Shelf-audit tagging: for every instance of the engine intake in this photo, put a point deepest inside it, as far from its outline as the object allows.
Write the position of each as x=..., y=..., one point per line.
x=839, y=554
...
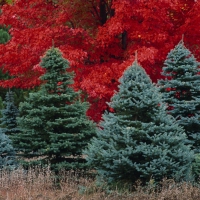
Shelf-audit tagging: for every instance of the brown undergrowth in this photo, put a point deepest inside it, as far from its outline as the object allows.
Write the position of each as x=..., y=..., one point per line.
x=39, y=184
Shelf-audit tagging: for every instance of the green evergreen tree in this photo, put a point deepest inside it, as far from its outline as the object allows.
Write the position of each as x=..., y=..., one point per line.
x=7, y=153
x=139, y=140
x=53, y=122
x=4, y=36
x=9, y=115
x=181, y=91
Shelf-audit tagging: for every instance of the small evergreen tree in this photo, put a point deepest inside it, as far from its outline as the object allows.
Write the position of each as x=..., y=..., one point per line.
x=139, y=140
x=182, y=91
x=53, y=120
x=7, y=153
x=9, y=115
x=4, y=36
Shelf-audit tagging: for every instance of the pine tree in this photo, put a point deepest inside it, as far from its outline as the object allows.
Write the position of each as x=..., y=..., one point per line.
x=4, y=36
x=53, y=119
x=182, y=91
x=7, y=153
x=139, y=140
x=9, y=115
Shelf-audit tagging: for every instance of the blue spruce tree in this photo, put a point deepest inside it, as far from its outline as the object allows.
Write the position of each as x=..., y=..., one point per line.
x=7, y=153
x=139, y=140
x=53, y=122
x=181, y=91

*Challenge*.
Return each line of the rows above that contains the word "tree", copying every such line in full.

*Expected answer*.
Shelf-audit tagging: for every instance of the green evergreen tree in this photo, put a point deepest inside it, as far from its outline as the object allows.
Shelf-audit tagging: for every instance of the small evergreen tree in this photo, put a point deepest inside it, as far from its outline as the object allows.
Shelf-audit tagging: for every instance of the pine tree in this photo, put a point deepest inside it, as far from its outline as the object allows.
Shelf-audit tagging: for every instance of the blue spruce tree in this photo, put a point deepest inside it, as far from its outline as the object allows.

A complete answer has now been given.